**** The input

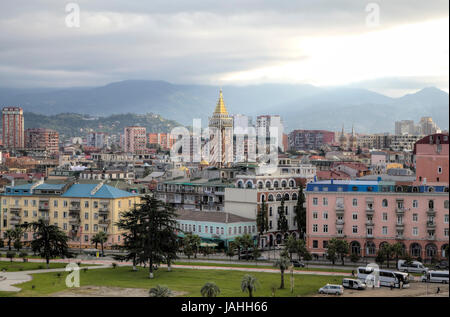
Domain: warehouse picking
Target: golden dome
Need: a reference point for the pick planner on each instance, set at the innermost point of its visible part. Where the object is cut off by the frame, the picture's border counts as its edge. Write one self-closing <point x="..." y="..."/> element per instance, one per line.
<point x="220" y="108"/>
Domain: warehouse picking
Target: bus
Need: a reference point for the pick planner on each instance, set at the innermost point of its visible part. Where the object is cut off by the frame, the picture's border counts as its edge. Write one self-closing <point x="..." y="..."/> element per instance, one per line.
<point x="386" y="277"/>
<point x="435" y="277"/>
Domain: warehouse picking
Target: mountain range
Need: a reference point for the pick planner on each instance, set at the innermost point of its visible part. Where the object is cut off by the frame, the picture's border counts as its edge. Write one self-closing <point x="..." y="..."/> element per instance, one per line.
<point x="300" y="106"/>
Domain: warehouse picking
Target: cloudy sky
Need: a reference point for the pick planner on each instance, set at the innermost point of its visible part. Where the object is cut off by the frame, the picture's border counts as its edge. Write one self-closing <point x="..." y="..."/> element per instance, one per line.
<point x="401" y="49"/>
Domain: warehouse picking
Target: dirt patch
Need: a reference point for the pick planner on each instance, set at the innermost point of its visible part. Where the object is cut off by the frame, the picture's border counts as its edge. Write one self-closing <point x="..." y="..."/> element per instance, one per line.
<point x="416" y="289"/>
<point x="104" y="291"/>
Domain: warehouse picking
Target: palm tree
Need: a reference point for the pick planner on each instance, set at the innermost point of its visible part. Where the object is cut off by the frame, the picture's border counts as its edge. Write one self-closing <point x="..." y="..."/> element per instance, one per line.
<point x="160" y="291"/>
<point x="283" y="264"/>
<point x="10" y="236"/>
<point x="210" y="289"/>
<point x="49" y="241"/>
<point x="249" y="284"/>
<point x="101" y="238"/>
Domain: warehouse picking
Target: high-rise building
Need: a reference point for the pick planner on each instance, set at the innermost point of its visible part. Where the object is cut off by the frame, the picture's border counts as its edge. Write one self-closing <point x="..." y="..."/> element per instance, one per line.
<point x="264" y="124"/>
<point x="47" y="139"/>
<point x="13" y="127"/>
<point x="220" y="135"/>
<point x="134" y="139"/>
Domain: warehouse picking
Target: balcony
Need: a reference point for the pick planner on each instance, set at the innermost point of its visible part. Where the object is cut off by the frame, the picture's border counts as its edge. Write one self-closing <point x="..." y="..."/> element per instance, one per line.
<point x="400" y="211"/>
<point x="44" y="205"/>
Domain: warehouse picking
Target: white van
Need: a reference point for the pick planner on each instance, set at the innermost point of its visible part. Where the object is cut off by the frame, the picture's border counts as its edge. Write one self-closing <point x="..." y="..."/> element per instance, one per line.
<point x="386" y="277"/>
<point x="353" y="284"/>
<point x="435" y="277"/>
<point x="412" y="267"/>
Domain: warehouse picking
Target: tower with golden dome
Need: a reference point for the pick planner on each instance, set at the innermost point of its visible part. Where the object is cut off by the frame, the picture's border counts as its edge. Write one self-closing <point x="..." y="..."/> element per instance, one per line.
<point x="220" y="135"/>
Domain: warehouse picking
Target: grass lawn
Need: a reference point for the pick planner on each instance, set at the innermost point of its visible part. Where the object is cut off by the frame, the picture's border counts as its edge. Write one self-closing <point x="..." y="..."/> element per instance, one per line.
<point x="26" y="266"/>
<point x="253" y="265"/>
<point x="182" y="280"/>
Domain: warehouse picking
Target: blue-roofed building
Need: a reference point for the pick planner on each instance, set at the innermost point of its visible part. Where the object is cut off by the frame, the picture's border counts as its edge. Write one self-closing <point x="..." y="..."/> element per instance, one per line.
<point x="81" y="210"/>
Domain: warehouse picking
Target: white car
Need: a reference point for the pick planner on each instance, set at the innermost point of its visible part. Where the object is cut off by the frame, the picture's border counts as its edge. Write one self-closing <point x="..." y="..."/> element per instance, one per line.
<point x="332" y="289"/>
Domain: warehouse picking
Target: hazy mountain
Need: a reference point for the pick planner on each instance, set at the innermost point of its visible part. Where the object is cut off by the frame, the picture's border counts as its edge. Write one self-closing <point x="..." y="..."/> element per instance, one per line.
<point x="301" y="106"/>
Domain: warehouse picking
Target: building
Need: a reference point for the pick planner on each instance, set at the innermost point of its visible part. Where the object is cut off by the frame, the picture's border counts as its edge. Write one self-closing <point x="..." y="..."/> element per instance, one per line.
<point x="304" y="140"/>
<point x="97" y="139"/>
<point x="47" y="139"/>
<point x="134" y="139"/>
<point x="219" y="228"/>
<point x="369" y="213"/>
<point x="80" y="210"/>
<point x="13" y="128"/>
<point x="264" y="125"/>
<point x="220" y="136"/>
<point x="431" y="159"/>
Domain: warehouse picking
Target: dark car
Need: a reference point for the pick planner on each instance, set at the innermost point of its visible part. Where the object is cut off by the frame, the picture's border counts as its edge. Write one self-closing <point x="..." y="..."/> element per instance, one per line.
<point x="297" y="263"/>
<point x="443" y="265"/>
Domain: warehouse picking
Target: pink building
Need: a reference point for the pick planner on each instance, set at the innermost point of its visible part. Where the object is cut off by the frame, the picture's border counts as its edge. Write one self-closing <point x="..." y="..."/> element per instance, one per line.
<point x="369" y="213"/>
<point x="431" y="154"/>
<point x="134" y="139"/>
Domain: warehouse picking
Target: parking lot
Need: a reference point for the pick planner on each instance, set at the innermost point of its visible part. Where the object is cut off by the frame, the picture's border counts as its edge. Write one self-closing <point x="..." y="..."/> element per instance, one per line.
<point x="416" y="289"/>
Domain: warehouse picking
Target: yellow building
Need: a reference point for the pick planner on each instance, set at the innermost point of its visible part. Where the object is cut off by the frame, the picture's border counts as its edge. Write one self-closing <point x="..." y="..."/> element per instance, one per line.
<point x="80" y="210"/>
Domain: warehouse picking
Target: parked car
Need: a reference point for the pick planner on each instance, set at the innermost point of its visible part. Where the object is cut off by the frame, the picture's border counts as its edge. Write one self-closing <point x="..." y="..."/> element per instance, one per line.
<point x="297" y="263"/>
<point x="332" y="289"/>
<point x="412" y="267"/>
<point x="353" y="284"/>
<point x="443" y="265"/>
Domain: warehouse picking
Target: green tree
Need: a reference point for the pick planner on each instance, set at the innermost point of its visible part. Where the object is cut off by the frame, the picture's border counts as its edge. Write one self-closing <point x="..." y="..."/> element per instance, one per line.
<point x="282" y="223"/>
<point x="129" y="222"/>
<point x="283" y="264"/>
<point x="101" y="238"/>
<point x="10" y="236"/>
<point x="49" y="241"/>
<point x="300" y="213"/>
<point x="160" y="291"/>
<point x="210" y="289"/>
<point x="249" y="284"/>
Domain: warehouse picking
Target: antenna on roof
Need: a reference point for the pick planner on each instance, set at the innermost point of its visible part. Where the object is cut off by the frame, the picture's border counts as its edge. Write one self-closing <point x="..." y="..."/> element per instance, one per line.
<point x="96" y="188"/>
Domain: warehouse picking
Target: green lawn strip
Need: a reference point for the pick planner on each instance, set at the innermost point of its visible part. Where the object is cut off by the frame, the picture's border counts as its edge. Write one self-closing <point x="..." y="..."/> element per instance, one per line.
<point x="182" y="280"/>
<point x="263" y="266"/>
<point x="28" y="266"/>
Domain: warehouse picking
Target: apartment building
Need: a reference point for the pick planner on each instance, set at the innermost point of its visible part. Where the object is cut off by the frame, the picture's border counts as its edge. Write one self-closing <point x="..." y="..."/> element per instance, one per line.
<point x="80" y="210"/>
<point x="369" y="213"/>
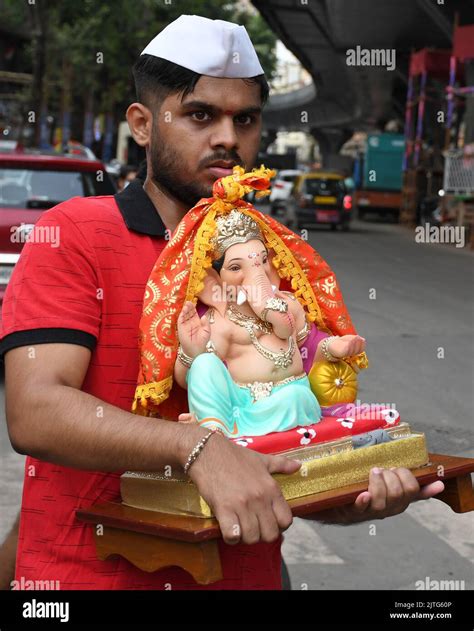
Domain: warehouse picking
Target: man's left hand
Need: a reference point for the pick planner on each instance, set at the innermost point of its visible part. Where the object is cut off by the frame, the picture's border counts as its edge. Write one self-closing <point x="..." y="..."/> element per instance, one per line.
<point x="390" y="493"/>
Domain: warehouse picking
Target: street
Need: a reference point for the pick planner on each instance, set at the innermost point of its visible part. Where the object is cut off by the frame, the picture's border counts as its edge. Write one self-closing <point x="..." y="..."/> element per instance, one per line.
<point x="420" y="347"/>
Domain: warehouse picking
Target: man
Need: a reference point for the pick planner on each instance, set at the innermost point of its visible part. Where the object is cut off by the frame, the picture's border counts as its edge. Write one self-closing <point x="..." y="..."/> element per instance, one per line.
<point x="70" y="325"/>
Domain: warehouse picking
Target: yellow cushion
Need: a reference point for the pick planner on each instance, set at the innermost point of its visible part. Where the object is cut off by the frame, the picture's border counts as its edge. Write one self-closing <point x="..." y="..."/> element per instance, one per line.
<point x="333" y="382"/>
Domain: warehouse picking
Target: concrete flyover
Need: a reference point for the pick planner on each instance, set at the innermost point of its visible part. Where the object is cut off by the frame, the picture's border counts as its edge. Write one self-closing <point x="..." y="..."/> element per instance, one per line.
<point x="347" y="97"/>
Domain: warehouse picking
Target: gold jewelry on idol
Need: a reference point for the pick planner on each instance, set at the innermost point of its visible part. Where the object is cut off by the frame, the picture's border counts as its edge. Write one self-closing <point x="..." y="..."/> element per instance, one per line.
<point x="274" y="304"/>
<point x="244" y="320"/>
<point x="186" y="360"/>
<point x="303" y="334"/>
<point x="250" y="324"/>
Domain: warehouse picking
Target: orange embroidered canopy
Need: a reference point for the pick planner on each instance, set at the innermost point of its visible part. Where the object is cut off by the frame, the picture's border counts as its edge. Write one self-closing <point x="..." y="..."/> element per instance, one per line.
<point x="178" y="275"/>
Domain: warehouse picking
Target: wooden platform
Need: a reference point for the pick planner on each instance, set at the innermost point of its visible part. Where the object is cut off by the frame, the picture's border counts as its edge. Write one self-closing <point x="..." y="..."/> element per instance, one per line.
<point x="152" y="540"/>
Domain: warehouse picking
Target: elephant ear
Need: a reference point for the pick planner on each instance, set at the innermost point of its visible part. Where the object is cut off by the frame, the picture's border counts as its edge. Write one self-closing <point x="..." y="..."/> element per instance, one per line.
<point x="212" y="294"/>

********

[Task description] How many lines of the material above contain the word "building"? Case matters. Reply with the number alone.

[The output] 6